Coup marketing cathartique ou vulgarité gratuite ?

Un titre peu attractif, une quatrième page excessivement dithyrambique : pas grand-chose ne m'aurait incité à ouvrir ce livre si on ne me l'avait pas offert. A lire la dédicace de Mansbach à sa fille de trois ans, « sans qui rien de tout cela ne serait possible », on pourrait penser que le livre, malgré le titre, va nous raconter quelque chose de merveilleux ou du moins agréable. Raté !

L'ouvrage est composé de quatorze doubles pages organisées de la même façon avec à chaque fois un quatrain de Mansbach illustré par Cortés. A noter qu'il ne s'agit pas d'une histoire, mais de scènes différentes, et l'illustrateur varie ainsi les personnages et les décors. Jusqu'ici, tout va bien.

Mais on comprend dès la première double page de quoi va être fait le livre : en illustration on voit un enfant apparemment endormi de même que des chatons, tandis que le texte affirme de façon à mon avis excessive : « te voilà bien au chaud dans ton lit à présent. Alors dors et fais pas chier, je t'en prie ». Le ton est donné, et c'est la même chose jusqu'à la fin, jusqu'à l'overdose.

L'expression « faire chier » est ainsi présente dans tous les quatrains, soit un total de quinze fois avec le titre ! On pourrait dire que c'est un peu de l'Oulipo, Mansbach se serait fixé la terrible contrainte de décliner l'expression dans tous ses quatrains. Sauf que c'est un peu facile, très vulgaire et que ça gâche tout, alors que c'est un sujet important qu'il aborde ici.

__Consigne__
Reprenez la critique du livre de Mansbach et prolongez-la à partir de sa dernière phrase.

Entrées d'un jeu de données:
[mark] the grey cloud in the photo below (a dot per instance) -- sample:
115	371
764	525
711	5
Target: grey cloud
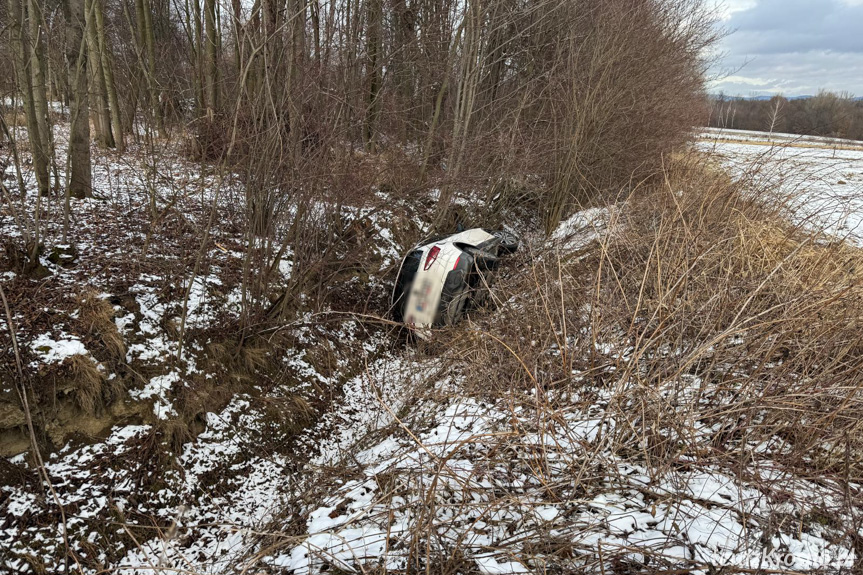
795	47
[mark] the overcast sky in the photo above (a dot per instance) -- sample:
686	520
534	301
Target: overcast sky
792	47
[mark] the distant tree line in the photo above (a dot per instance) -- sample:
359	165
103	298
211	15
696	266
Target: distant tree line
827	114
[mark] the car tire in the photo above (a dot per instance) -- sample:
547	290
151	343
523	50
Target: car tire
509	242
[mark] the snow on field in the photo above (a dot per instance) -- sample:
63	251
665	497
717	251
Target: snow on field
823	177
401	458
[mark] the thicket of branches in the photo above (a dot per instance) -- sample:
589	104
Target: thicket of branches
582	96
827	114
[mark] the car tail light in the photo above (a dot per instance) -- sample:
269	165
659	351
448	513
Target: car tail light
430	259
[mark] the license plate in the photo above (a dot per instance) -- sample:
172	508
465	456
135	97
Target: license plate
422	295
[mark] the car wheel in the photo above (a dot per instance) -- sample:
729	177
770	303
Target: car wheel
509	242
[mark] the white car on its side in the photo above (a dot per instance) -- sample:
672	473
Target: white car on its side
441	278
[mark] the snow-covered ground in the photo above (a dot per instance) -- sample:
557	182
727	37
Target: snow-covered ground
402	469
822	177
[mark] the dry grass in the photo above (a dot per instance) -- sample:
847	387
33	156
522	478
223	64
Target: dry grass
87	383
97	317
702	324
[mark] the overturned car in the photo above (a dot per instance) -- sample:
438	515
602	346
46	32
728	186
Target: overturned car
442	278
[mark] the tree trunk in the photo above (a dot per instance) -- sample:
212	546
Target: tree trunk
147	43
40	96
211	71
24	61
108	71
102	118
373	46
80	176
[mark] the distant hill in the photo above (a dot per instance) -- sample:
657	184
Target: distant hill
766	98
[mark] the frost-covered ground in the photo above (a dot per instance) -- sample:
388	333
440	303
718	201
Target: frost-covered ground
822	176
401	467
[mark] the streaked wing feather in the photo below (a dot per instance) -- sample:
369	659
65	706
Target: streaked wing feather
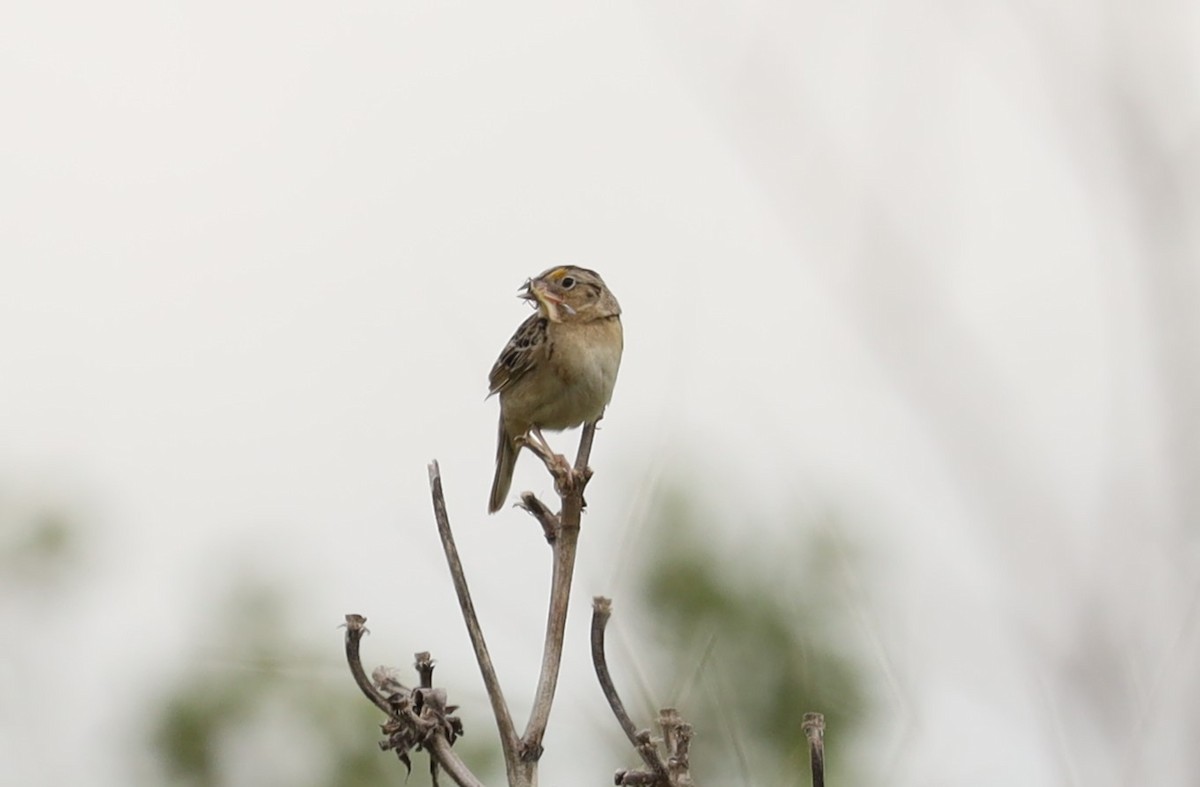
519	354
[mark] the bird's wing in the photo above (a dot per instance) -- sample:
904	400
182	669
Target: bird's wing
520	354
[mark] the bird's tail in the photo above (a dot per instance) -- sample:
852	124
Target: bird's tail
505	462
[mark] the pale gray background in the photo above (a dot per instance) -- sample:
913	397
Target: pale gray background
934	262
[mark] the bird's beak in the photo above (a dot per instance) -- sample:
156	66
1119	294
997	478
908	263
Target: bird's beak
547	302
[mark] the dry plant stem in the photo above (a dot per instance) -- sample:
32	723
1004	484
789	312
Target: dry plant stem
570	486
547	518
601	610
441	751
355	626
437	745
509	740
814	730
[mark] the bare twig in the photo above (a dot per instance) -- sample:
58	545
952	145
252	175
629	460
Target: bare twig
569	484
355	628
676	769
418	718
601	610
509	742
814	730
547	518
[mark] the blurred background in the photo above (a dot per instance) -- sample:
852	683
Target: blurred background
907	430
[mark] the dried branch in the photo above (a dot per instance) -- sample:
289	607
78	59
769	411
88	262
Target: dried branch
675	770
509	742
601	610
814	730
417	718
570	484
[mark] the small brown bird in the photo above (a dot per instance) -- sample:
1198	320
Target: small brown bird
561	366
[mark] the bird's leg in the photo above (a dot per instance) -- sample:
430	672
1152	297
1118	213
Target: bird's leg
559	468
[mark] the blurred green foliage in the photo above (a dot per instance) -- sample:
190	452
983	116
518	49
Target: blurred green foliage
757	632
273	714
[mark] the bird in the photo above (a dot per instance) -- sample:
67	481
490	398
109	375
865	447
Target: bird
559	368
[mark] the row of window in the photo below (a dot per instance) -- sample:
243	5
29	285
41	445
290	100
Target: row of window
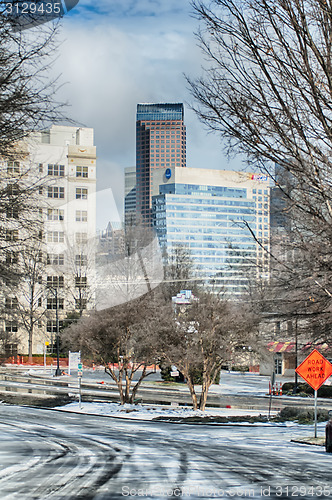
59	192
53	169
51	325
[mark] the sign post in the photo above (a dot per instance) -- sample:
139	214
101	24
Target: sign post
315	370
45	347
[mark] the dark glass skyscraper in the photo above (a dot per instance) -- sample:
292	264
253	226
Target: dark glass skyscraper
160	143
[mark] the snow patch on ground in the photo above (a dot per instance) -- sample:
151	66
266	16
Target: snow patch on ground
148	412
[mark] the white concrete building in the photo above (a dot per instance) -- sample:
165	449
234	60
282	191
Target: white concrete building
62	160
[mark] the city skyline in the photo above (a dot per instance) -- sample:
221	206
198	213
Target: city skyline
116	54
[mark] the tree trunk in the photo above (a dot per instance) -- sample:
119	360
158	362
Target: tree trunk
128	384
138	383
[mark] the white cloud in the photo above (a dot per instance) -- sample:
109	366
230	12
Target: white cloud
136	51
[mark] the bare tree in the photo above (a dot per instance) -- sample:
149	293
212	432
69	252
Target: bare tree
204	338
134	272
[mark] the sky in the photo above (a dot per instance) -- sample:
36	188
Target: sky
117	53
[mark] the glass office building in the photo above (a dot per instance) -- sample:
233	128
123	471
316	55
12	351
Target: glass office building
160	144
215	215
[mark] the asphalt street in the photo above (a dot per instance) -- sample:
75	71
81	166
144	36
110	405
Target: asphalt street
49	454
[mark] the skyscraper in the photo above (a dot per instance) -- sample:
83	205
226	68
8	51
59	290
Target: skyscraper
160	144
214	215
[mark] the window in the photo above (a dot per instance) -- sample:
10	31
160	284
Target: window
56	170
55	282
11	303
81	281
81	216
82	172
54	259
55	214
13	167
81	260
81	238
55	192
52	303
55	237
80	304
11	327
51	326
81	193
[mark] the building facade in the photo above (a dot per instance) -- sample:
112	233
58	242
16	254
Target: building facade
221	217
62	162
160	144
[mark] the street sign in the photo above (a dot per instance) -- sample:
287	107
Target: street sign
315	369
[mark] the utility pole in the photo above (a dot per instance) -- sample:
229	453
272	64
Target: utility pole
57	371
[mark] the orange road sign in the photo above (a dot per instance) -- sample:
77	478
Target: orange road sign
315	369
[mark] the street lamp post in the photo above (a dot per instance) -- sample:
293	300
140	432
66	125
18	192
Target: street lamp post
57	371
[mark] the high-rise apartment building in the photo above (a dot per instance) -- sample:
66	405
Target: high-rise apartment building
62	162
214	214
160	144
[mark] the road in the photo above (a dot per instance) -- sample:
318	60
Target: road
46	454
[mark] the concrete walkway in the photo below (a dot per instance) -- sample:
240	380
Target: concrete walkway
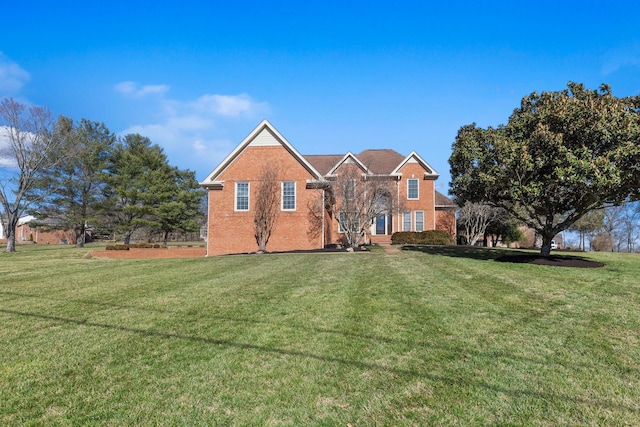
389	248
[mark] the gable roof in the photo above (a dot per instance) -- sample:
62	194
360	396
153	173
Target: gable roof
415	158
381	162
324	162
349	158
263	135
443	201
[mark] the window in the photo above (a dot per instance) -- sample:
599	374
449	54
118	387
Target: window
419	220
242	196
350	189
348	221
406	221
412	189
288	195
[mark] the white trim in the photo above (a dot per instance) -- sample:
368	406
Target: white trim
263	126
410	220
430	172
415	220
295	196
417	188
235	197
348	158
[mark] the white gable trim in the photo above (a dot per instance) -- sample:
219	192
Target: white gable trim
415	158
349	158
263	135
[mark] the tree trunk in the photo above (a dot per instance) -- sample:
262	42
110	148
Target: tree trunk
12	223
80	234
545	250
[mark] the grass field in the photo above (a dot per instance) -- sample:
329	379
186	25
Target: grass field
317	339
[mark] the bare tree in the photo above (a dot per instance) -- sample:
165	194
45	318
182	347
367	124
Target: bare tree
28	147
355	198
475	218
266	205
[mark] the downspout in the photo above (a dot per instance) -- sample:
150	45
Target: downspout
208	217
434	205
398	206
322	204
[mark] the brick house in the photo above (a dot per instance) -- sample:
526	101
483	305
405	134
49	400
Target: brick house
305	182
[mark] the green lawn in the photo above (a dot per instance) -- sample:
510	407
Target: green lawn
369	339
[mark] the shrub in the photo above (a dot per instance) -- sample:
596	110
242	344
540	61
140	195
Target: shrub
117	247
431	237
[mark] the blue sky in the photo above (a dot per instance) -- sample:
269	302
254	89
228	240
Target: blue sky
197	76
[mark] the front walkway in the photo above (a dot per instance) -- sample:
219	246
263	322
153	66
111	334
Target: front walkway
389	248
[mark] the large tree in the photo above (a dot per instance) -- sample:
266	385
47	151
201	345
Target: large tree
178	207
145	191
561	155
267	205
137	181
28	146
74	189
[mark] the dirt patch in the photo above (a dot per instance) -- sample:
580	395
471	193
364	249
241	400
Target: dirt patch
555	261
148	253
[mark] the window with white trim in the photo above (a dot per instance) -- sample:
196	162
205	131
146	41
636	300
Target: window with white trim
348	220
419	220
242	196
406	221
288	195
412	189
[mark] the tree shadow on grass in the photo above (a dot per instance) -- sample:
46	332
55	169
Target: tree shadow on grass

__Réponse__
Il s'agit en effet d'évoquer les difficultés des parents, et notamment les sentiments honteux qui peuvent les submerger lorsqu'ils se mettent à pester contre leur enfant voire parfois à ressentir de la haine, alors qu'ils aiment leur enfant. « Ma vie est un échec, je suis un parent indigne ». Voilà une phrase de l'ouvrage qui résume assez bien le thème, celui de parents qui ne supportent plus leur enfant qui ne veut pas se coucher ou qui se réveille la nuit.

Sur ce point, la quatrième de couverture est excessivement dithyrambique, du genre : « ah ouais trop génial, ça casse un tabou, avant on ne pouvait pas dire de notre enfant qu'il nous emmerde parfois, ah ouais, trop cool ! ». Je ne vois pas ce qu'il y a de révolutionnaire là-dedans, et surtout, pourquoi diable en parler de façon aussi vulgaire ? Pour faire un coup marketing ?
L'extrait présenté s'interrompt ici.